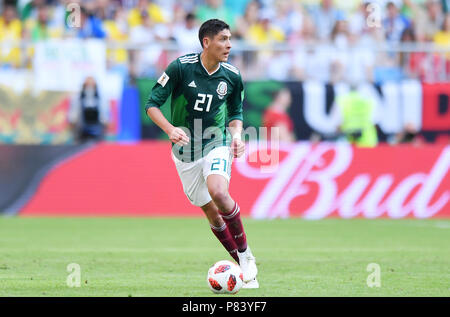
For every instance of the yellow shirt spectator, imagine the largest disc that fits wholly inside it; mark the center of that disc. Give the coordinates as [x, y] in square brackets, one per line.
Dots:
[10, 36]
[115, 55]
[262, 34]
[154, 12]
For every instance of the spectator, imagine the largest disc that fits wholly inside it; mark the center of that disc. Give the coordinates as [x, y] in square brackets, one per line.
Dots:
[340, 41]
[91, 26]
[216, 9]
[395, 23]
[186, 36]
[265, 32]
[325, 16]
[89, 114]
[310, 61]
[276, 116]
[356, 113]
[41, 28]
[151, 9]
[117, 31]
[428, 21]
[10, 35]
[247, 20]
[409, 135]
[147, 37]
[288, 16]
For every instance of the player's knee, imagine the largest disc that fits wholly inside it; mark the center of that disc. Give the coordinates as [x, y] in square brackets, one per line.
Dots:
[219, 195]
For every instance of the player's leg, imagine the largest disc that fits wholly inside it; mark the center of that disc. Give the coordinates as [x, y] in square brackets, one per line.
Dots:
[217, 170]
[194, 187]
[220, 229]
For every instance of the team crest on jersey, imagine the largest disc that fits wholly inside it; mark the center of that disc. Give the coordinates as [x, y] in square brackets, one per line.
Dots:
[222, 89]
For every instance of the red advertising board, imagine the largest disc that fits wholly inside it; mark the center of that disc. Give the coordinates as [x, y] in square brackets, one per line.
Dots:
[306, 180]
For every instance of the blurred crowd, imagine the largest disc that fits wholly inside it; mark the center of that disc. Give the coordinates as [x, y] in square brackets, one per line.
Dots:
[325, 40]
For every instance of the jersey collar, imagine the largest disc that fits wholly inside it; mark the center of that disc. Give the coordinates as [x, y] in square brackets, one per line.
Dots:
[209, 74]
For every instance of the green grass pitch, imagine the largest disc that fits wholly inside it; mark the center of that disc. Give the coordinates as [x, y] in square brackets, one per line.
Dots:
[171, 256]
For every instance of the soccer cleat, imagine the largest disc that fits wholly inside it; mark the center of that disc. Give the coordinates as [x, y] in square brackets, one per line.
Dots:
[247, 263]
[252, 284]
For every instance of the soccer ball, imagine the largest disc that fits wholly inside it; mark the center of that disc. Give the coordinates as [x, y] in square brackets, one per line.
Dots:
[225, 277]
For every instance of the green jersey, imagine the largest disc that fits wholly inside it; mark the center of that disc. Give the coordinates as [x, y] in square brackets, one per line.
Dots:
[202, 104]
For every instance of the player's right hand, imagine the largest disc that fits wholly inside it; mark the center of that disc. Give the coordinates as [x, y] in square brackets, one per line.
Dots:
[178, 136]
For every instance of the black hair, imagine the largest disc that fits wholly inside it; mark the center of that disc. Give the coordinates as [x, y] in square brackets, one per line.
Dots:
[210, 28]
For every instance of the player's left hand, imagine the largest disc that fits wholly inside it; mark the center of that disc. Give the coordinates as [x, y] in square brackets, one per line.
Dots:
[237, 147]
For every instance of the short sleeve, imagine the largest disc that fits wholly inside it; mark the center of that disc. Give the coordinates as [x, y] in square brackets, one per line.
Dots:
[234, 101]
[164, 86]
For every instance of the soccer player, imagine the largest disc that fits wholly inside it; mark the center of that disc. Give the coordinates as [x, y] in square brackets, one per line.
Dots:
[207, 93]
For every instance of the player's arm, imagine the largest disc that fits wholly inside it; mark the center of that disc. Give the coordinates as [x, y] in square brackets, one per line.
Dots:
[176, 135]
[160, 92]
[234, 105]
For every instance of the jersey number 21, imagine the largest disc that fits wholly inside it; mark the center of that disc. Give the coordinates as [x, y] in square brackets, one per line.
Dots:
[201, 100]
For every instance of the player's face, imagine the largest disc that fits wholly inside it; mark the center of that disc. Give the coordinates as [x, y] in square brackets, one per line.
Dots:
[220, 45]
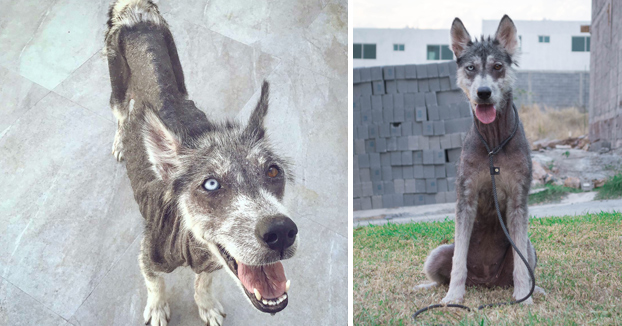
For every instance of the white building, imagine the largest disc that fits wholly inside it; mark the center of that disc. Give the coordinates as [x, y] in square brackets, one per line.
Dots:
[546, 45]
[387, 46]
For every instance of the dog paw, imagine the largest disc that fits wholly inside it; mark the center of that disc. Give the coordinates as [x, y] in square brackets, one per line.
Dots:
[453, 298]
[117, 146]
[539, 290]
[157, 314]
[426, 286]
[214, 315]
[521, 294]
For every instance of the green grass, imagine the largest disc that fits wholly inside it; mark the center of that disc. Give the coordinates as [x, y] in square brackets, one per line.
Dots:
[553, 193]
[579, 265]
[611, 189]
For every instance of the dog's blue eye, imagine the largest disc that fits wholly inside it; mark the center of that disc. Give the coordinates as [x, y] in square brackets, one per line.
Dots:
[211, 184]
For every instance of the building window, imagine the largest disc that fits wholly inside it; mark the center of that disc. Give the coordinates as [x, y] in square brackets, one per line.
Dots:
[358, 51]
[364, 51]
[580, 44]
[439, 52]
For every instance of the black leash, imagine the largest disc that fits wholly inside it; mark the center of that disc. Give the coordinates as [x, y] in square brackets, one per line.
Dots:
[494, 171]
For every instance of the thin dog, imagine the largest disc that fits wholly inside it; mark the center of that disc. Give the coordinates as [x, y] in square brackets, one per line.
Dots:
[211, 193]
[481, 253]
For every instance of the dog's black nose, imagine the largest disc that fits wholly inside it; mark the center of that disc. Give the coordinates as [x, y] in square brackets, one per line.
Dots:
[484, 92]
[278, 232]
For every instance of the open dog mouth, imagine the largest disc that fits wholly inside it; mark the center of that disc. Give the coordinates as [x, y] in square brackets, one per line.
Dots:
[486, 113]
[266, 285]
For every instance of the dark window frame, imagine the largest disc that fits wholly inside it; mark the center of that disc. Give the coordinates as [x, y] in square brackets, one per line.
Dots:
[441, 51]
[584, 47]
[358, 50]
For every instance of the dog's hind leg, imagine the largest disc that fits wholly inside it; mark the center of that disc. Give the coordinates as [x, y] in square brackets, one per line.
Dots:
[157, 311]
[210, 309]
[533, 262]
[437, 266]
[119, 78]
[518, 224]
[466, 210]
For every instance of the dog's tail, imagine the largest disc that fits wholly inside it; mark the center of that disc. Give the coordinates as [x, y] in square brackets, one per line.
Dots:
[127, 13]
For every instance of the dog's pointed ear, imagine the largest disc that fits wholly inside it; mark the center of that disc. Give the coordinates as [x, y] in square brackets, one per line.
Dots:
[460, 38]
[162, 146]
[255, 126]
[507, 35]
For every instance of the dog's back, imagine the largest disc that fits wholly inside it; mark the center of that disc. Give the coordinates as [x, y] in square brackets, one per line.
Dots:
[146, 75]
[144, 66]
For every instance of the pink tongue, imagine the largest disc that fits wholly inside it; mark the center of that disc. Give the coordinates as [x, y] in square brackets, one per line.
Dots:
[269, 280]
[485, 113]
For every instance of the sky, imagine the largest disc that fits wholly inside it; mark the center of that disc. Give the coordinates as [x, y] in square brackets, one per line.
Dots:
[439, 14]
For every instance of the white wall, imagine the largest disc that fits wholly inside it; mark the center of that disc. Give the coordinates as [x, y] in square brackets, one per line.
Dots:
[415, 41]
[554, 56]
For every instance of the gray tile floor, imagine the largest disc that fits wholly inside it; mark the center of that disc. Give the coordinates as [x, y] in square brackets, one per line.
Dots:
[69, 224]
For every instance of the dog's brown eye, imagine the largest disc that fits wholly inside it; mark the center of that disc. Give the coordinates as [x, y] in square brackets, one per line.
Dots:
[273, 171]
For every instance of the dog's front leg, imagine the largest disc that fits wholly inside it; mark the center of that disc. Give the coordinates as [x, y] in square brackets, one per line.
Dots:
[210, 309]
[466, 210]
[157, 311]
[518, 226]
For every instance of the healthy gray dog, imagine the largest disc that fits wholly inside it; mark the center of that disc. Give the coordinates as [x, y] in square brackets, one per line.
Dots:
[211, 193]
[481, 253]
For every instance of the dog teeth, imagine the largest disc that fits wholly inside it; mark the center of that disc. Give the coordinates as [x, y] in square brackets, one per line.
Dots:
[274, 302]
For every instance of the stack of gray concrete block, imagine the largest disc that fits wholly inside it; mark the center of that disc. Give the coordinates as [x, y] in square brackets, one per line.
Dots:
[409, 123]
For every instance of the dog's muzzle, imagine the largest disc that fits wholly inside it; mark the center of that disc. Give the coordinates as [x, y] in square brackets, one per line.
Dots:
[278, 232]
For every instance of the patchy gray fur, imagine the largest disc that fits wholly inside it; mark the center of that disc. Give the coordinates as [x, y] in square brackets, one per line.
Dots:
[481, 254]
[171, 149]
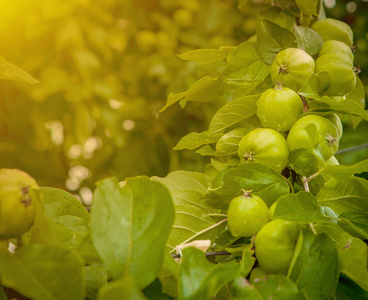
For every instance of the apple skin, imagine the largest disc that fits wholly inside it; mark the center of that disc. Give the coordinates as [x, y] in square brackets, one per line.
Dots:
[275, 245]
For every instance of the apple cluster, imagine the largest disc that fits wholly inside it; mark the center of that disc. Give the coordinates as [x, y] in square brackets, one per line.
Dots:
[287, 125]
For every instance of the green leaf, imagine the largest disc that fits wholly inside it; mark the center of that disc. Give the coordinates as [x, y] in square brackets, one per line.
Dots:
[308, 40]
[205, 89]
[191, 212]
[194, 140]
[341, 172]
[275, 287]
[272, 38]
[301, 207]
[245, 66]
[315, 270]
[67, 217]
[344, 195]
[228, 144]
[348, 107]
[261, 179]
[308, 7]
[43, 272]
[303, 162]
[234, 112]
[354, 257]
[279, 16]
[123, 288]
[141, 212]
[356, 223]
[205, 56]
[96, 277]
[12, 72]
[200, 279]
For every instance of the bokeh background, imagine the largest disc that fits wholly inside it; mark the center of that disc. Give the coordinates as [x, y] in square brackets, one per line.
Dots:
[106, 69]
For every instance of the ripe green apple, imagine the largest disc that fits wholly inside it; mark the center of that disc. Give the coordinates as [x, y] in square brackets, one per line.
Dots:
[246, 215]
[279, 108]
[292, 67]
[275, 245]
[265, 146]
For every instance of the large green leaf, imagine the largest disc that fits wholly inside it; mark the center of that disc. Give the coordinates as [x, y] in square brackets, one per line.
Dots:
[315, 267]
[42, 272]
[194, 140]
[12, 72]
[205, 56]
[205, 89]
[67, 217]
[261, 179]
[301, 207]
[276, 287]
[344, 195]
[200, 279]
[192, 220]
[234, 112]
[245, 66]
[123, 288]
[130, 226]
[272, 38]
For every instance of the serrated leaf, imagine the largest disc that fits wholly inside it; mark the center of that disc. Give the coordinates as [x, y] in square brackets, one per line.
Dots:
[272, 38]
[200, 279]
[356, 223]
[308, 7]
[123, 288]
[276, 287]
[245, 66]
[33, 269]
[12, 72]
[344, 195]
[67, 217]
[303, 162]
[341, 172]
[191, 212]
[315, 270]
[234, 112]
[142, 212]
[228, 144]
[308, 40]
[205, 56]
[354, 257]
[261, 179]
[194, 140]
[301, 207]
[205, 89]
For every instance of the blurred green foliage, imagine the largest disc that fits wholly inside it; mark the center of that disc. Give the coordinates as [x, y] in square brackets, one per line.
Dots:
[105, 70]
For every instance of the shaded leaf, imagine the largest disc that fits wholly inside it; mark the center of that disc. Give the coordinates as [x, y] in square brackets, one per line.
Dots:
[142, 213]
[261, 179]
[205, 89]
[233, 113]
[200, 279]
[33, 269]
[194, 140]
[315, 270]
[344, 195]
[205, 56]
[272, 38]
[301, 207]
[244, 66]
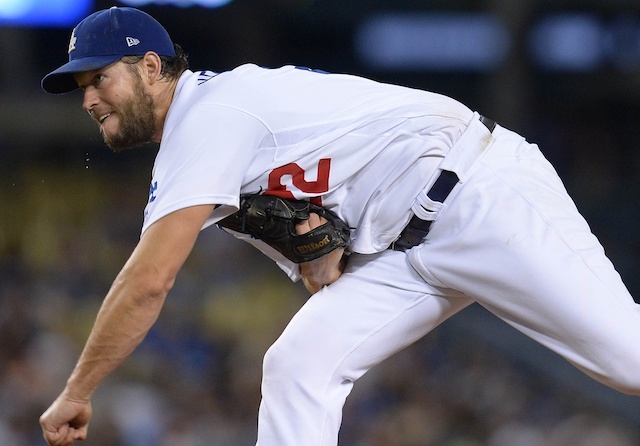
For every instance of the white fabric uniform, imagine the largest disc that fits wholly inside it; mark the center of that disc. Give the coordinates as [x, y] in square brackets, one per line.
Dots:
[507, 237]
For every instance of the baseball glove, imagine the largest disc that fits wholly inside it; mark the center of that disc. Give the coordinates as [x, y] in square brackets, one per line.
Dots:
[273, 220]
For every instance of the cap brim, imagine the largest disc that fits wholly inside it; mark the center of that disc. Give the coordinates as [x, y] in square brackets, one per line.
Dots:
[61, 80]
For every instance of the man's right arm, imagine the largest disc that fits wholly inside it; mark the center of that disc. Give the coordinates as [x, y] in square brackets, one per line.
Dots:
[127, 313]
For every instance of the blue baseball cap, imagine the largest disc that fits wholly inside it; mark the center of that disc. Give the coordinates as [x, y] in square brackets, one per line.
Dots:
[105, 37]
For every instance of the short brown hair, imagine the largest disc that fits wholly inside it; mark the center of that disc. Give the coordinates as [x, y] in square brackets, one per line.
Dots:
[172, 66]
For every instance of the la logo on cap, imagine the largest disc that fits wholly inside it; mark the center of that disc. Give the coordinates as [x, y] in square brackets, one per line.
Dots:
[72, 41]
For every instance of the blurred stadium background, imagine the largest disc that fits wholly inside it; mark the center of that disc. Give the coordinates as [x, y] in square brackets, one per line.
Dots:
[564, 73]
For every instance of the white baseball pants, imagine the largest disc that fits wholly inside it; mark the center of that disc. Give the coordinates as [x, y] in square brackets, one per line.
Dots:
[508, 237]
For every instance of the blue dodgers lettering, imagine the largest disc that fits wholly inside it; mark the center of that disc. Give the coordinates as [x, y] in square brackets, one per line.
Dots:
[152, 191]
[205, 76]
[313, 70]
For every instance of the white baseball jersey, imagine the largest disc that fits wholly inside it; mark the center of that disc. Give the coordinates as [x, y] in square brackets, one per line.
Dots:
[361, 148]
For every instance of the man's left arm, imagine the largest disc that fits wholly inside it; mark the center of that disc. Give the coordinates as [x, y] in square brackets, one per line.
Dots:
[324, 270]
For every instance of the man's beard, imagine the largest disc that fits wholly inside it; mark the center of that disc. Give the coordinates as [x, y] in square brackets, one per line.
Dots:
[137, 124]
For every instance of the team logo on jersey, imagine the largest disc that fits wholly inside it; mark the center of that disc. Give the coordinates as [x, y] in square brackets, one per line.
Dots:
[72, 41]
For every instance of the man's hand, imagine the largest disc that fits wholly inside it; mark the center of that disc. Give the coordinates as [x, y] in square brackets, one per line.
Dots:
[66, 421]
[325, 270]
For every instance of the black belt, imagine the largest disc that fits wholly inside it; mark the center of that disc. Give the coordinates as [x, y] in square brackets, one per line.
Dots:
[417, 229]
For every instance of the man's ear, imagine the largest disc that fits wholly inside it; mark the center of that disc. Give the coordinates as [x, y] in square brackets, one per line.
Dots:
[151, 67]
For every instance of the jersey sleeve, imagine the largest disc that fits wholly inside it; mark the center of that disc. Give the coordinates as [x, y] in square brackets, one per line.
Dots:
[202, 160]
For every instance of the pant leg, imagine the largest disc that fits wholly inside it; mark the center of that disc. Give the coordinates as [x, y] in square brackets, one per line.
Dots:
[379, 306]
[513, 240]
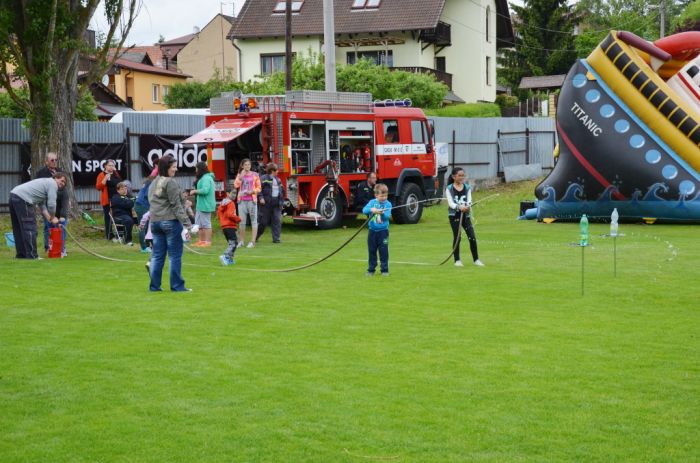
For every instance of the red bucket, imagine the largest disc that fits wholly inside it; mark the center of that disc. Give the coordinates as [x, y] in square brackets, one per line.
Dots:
[55, 242]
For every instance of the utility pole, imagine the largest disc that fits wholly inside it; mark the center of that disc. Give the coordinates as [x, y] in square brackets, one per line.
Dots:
[288, 46]
[329, 44]
[662, 18]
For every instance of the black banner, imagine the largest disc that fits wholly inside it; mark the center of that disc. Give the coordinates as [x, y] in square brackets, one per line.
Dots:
[88, 161]
[153, 147]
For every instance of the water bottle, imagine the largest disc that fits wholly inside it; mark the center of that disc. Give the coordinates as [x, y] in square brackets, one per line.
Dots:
[88, 219]
[584, 230]
[613, 222]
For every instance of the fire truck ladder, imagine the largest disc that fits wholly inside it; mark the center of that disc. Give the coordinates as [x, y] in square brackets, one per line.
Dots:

——————

▶ [WHAT IS NEEDED]: Begin with the line that contains "For every instance of the man's hand, imagine" and repeat every line through the end of the data, exactly and only those lines, leaving out the pictures.

▶ [ANSWER TO THIS PROBLEM]:
For every instance of the man's hand, imagine the largest disc that fits wholly inside it; mark the center of that disc. Give the coordinates as [x, y] in square brackets, one per line.
Dots:
[66, 421]
[325, 270]
For every instance of the black belt, imagine the largest disc that fits wholly inside it; mark the center of that disc. Give the coordinates as [x, y] in square brackets, one per line.
Dots:
[417, 229]
For every instance of the man's ear, imagine the largest disc that fits wholly inside it; mark the center of that disc. Give the coordinates as [x, y] in square brackets, one per line.
Dots:
[151, 67]
For every instance of the jersey sleeve, imagine the largest disc that fits wholly inside it; mark the center of that disc. Give the coordinates as [x, y] in square brackets, one per line.
Dots:
[202, 160]
For every instance of the pant leg, imagine the largest disc that fits wholly inside it; mark the center of that disc. Give the coordinates as [x, y] in square brackets, one per line.
Dots:
[379, 306]
[513, 240]
For every instance of the red bucket, imagine the largest disc that fits wholly inside it; mark the center of that disc. Give the coordinates as [x, y] in square brackets, one per line.
Dots:
[55, 242]
For every instance of the utility pole, imagine the largest disc that fits wholly inside it; mark the center of that disc. Give the coordinates as [x, y] in square brackets, one per line.
Dots:
[288, 46]
[329, 44]
[662, 18]
For every instance of the black banner, imagine the largest disc that fits wholly inside it; mark the center of that disc. Give the coordinates as [x, y] in square brackets, one per line.
Dots:
[88, 161]
[153, 147]
For every instance of the water bottle, imagine the largest disc that fits wholly inside it; mark the center of that disc. Give the coordinates as [x, y] in square brackets, one per line.
Dots:
[88, 219]
[584, 230]
[613, 222]
For every instance of the fire truck ladder, imagine the largest disc that fits wholly inside it; mark the center of that disc. Give the coordinates as [x, y] in square brackets, one per line.
Dots:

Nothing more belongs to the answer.